■ ZADANIE A: Wskaż w wykazie poniżej każdy wiersz zawierający słowo „sofa” i przepisz te wiersze.

■ FRAGMENT ŹRÓDŁOWY:
====

Większość małych i poczatkujących firm to specjaliści w swoich dziedzinach,
którzy zaczynają pracę „na swoim”.
Nie ma w tym nic złego.
Wielu z nich prowadzi przez lata swoje mały biznesy, z czasem zatrudniając innych,
ale nie powiększając zbytnio firmy.
Nie ma w tym nic złego.
Jednak z upływem czasu i zatrudnianiem kolejnych osób (jako dodatkowych albo gdy ktoś odchodzi i przychodzi na to miejsce nowa osoba) logiczne staje się postawienie pytania:
Jaka jest Twoja funkcja jako przedsiębiorcy?
Czy napisałeś kiedyś misję i wizję swojej firmy?
Czy uwzględniłeś tam jednoosobową firmę szukającą zleceń, w której pracujesz głównie Ty,
bo pozostajesz specjalistą?
Czy raczej opisałeś tam stworzenie marki i określiłeś swoją rolę jako przedsiębiorcy – zarządcy firmy, leadera, menagera?

====

■ WIERSZE:
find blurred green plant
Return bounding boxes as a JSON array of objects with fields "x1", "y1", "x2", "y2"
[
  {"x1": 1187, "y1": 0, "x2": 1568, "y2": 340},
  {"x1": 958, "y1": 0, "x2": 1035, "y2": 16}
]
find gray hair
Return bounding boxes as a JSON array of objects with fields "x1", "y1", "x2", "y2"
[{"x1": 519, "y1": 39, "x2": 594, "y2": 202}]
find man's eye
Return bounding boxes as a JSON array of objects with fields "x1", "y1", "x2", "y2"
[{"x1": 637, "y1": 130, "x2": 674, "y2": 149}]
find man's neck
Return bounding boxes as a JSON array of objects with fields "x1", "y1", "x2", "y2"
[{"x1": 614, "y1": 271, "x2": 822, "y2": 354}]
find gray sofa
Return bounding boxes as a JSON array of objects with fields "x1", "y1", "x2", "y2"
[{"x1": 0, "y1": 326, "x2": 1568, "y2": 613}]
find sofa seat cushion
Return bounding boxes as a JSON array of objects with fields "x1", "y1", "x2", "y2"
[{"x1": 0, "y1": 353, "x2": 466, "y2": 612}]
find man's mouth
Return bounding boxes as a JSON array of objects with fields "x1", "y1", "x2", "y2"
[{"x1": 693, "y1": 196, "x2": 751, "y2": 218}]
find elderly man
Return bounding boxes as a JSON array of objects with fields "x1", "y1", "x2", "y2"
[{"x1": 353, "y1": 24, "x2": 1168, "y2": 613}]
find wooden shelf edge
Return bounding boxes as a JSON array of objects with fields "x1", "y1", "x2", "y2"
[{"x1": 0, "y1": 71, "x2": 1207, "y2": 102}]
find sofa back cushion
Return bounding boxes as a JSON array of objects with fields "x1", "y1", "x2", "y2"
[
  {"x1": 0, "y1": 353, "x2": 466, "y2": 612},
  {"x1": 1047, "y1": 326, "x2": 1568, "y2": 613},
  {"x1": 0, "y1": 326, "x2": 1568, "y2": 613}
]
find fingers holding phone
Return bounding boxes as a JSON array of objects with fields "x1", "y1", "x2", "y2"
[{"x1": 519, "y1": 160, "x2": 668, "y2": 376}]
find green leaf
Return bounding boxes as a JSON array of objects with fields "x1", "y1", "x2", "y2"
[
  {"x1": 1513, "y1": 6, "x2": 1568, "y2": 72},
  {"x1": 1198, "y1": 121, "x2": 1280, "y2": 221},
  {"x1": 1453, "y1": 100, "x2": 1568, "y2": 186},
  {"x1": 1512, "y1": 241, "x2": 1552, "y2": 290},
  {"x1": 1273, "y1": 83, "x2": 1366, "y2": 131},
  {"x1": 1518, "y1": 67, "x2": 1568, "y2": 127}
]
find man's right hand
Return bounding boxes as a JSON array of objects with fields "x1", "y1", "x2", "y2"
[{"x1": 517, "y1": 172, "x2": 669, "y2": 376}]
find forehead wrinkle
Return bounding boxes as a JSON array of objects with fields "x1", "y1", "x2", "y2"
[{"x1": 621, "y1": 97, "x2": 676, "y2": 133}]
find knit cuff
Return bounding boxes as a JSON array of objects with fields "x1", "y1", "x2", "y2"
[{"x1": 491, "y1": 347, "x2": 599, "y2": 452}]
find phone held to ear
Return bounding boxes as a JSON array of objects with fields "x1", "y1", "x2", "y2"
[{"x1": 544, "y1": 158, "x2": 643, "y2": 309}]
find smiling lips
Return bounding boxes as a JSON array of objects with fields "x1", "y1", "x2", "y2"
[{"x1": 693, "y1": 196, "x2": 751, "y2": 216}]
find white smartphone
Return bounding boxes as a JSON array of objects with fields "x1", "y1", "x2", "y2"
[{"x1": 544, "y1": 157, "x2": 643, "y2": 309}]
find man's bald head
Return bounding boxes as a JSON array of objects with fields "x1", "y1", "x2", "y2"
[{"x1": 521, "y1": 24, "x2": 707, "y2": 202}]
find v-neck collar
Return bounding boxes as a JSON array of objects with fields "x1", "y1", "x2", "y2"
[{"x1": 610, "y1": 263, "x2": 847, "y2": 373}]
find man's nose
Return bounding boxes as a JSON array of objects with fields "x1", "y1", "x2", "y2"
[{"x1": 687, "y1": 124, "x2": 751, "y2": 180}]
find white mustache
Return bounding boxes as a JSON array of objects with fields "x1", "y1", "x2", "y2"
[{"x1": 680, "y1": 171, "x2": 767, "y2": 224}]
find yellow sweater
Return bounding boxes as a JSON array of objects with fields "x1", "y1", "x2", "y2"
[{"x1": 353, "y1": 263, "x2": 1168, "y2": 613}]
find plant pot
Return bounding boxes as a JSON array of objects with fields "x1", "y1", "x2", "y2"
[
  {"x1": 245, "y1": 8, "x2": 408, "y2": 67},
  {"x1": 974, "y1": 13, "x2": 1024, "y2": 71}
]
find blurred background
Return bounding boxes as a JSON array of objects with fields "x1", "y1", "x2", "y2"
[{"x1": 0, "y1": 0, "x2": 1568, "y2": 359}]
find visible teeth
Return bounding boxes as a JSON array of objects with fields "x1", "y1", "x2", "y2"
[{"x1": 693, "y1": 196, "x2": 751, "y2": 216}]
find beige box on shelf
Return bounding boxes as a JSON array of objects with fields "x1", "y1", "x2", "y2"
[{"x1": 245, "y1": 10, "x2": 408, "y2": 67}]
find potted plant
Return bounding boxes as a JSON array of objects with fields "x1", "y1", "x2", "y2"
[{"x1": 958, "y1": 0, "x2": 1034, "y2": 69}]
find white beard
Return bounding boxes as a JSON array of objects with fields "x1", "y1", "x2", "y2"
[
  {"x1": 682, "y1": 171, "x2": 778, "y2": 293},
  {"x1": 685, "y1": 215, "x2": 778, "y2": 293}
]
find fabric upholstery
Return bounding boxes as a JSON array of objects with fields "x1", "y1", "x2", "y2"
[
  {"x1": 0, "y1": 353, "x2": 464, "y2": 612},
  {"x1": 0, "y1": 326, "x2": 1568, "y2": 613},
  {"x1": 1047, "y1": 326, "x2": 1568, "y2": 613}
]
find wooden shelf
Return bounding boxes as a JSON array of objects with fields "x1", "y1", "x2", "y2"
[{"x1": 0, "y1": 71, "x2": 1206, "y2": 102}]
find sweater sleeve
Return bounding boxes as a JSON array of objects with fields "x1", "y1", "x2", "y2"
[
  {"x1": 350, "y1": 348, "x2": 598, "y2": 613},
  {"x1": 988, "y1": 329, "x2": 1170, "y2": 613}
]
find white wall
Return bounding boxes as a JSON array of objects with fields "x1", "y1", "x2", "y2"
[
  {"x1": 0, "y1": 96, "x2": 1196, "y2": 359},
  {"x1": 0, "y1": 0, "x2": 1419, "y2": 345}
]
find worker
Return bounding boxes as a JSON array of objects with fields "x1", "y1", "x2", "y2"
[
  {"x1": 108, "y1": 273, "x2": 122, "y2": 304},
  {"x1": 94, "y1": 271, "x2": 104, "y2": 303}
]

====

■ ZADANIE B: Zwróć dosłownie z tekstu o roli przedsiębiorcy wszystko od „Większość małych i” w dół aż po „wizję swojej firmy?”.

■ ODPOWIEDŹ A:
find gray sofa
find sofa seat cushion
find sofa back cushion

■ ODPOWIEDŹ B:
Większość małych i poczatkujących firm to specjaliści w swoich dziedzinach,
którzy zaczynają pracę „na swoim”.
Nie ma w tym nic złego.
Wielu z nich prowadzi przez lata swoje mały biznesy, z czasem zatrudniając innych,
ale nie powiększając zbytnio firmy.
Nie ma w tym nic złego.
Jednak z upływem czasu i zatrudnianiem kolejnych osób (jako dodatkowych albo gdy ktoś odchodzi i przychodzi na to miejsce nowa osoba) logiczne staje się postawienie pytania:
Jaka jest Twoja funkcja jako przedsiębiorcy?
Czy napisałeś kiedyś misję i wizję swojej firmy?